## Reading passage
## BEGIN
# Hey Sgt_Slough



## curtisb (Jul 21, 2004)

I'm thinking of building a performance spinning rod. I will be using the Fuji LC guides and planning on throwing plugs and spoons from 1-4oz. I want to see what your opinion on blanks in the 12' range would be. I have thought about the AFAW 12' and the SU1418 Rainshadow(11'9 Breakaway). Do you have any other suggestions on blanks. I figured it's time I put my Emblem 5500 to use and figured I would try my hand at fishing with braid since everyone raves about it. Any help would be appreciated.

CB


----------



## curtisb (Jul 21, 2004)

Ok, he must be busy. Any other of you spinning people have ideas?


----------



## Mark G (Nov 15, 2004)

Lot's of possibilities.

I recently built a RS 1386. 11'6" rated 2-5 oz.

High plains drifter did a video of this rod showing that it could cast a weighted plug 150 yds. with a run of the mill Tica Spinning reel. 

I really have come to like the AFAW line up as well, and I'm sure there are a number of good choices. If your looking for ultimate distance you might need to consider another reel, I think the emblem 5500 might be a bit large for a plugging reel, not sure what it wieghs?

I would suggest you try braid out before commiting to build a custom rod specifically for the purpose. Ultimate design needs to take the reel spool diameter into play, it determines to a certain degree, the ideal placement of the guides.

Before I build a spinning rod I make sure I know the exact reel to be used. You also want to narrow down the weight to be thrown. I tend to think in narrow ranges, if I want to toss a 2 oz lure I may choose a different blank than if I want to throw a 3 oz lure.

Hopefully Sarge will see your post, I would defer to him on blank selection.


----------



## HellRhaY (Jul 6, 2007)

SC, emblem weights 23ounces.

with braid and the engineered reels for distance, all you need it to put the first guide at the point of contact between your rod and your reel spool if you extend it.


----------



## Mark G (Nov 15, 2004)
## END
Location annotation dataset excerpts
## BEGIN
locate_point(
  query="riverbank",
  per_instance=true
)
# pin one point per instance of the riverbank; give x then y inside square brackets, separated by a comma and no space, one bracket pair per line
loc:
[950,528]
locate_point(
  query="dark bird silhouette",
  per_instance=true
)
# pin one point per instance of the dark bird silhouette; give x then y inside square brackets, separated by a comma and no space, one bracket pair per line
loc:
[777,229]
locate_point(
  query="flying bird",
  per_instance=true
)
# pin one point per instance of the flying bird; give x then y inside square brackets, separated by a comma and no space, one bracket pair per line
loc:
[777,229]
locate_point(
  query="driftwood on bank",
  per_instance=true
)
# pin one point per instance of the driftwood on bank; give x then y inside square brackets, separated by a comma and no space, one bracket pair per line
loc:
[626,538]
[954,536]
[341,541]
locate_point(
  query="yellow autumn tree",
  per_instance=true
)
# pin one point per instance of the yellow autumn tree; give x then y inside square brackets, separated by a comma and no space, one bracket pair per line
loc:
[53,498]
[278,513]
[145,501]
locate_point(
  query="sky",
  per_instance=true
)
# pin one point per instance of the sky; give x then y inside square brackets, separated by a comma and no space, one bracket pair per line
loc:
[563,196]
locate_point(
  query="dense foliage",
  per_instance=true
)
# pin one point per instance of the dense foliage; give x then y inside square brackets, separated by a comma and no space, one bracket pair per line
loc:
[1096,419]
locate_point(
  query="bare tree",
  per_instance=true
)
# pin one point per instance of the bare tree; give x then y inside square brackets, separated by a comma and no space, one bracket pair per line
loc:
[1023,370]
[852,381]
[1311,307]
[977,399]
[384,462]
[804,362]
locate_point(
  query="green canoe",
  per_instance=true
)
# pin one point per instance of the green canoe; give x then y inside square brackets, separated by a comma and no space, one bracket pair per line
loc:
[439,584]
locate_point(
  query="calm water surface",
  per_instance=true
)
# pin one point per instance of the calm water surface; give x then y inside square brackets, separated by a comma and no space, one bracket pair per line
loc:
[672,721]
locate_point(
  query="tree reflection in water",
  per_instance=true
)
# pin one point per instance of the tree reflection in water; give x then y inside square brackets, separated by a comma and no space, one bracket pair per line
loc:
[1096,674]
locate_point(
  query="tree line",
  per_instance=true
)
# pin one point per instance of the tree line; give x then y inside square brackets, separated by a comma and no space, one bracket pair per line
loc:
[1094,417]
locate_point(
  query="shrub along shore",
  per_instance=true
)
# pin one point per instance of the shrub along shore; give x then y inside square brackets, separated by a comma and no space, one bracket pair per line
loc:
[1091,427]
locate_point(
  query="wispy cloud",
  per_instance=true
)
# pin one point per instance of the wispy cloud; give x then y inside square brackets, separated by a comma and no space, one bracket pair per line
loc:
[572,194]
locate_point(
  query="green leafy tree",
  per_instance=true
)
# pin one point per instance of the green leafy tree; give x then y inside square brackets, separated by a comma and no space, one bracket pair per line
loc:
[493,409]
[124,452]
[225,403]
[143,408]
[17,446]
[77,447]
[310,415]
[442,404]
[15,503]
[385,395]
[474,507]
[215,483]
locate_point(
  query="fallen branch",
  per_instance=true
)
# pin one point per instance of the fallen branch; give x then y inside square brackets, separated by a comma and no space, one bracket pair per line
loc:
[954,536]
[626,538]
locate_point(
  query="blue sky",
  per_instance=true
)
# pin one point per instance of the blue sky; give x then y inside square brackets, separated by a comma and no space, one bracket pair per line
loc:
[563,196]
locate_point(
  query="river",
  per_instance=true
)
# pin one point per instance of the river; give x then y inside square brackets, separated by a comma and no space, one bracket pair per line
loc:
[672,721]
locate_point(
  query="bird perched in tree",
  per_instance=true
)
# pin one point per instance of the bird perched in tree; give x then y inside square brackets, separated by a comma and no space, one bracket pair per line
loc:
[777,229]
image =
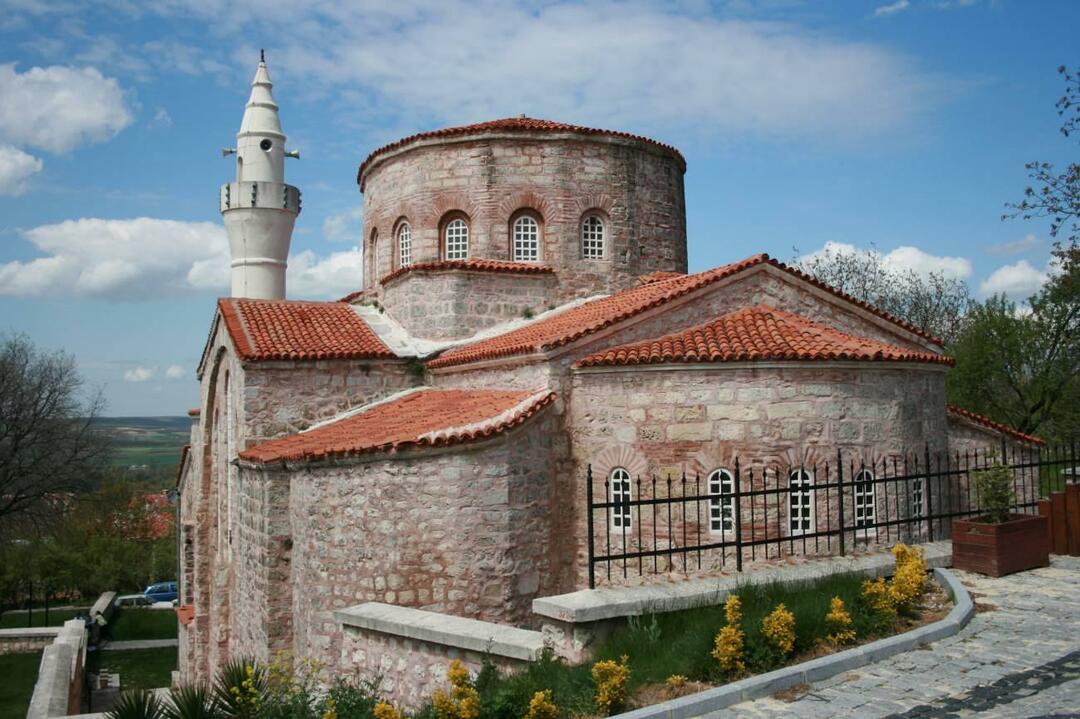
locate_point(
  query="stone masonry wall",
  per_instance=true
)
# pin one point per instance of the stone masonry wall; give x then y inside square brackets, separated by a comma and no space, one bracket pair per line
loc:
[455,303]
[467,531]
[635,187]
## END
## Set tasks
#1 Answer these questions about the spinning rod forum thread:
(a) Which reel does curtisb want to put to use?
(b) What length and lure rating does Mark G give for the RS 1386 he built?
(c) How much does the Emblem weigh, according to HellRhaY?
#2 Write the next part of the spinning rod forum thread, starting right after its last line.

## Task-by-task results
#1
(a) The Emblem 5500.
(b) 11'6", rated 2-5 oz.
(c) 23 ounces.

#2
You might also hit a poster that goes by hellrhay up for advice. Search some of his posts, you'll find plenty of pics of high quality spinning reels.

Too darn funny here I was thinking where's Hellrhay!


----------



## Mark G (Nov 15, 2004)

HellRhaY said:


> SC, emblem weights 23ounces.
> 
> with braid and the engineered reels for distance, all you need it to put the first guide at the point of contact between your rod and your reel spool if you extend it.



And there he is.

Thanks, new you would have some good insight. I use the new guide concept to place guides, fairly simlar to what you show, but it's been updated recently.


----------



## curtisb (Jul 21, 2004)

Darn this is a whole lot more complicated than building a convetional set up.
Only reason I was going to build instead of buy, is because price is real close and as with building my casting rods I can build it the way I want and not have to be stuck with what someone else thinks is best. For instance, handle length(always to short for me on factory rods).

CB


----------



## curtisb (Jul 21, 2004)

I already got the guide set up from Fuji website on the LC guides. Also on the cheaper spinning rods out there, they all have the standard type guides on them. From what I have read for braid the LC guides are the way to go(plus the before metioned short handle issue). And the reason I have a Emcast 5500 is because when I ordered it a year ago it was sent by mistake(I ordered a 5000). Yeah, your probably right about the reel size, but I didn't want to buy another spinning reel just use what I had.

CB


----------



## ReelinRod (May 29, 2003)

curtisb said:


> I'm thinking of building a performance spinning rod. I will be using the Fuji LC guides and planning on throwing plugs and spoons from 1-4oz.


I haven't really been around since June, I just stop in an lurk from time to time. The boards are not an everyday thing for me anymore.

With LC's Fuji recommends a specific guide space ratio; the first guide (gatherer) is always 120mm from the reel stem. The other spacings are reduced or grown from Fuji's prototypical rod using a formula. The formula is variable for whatever butt length you want. 

As Surf Cat says consider the 1386, should be perfect for your intended payload.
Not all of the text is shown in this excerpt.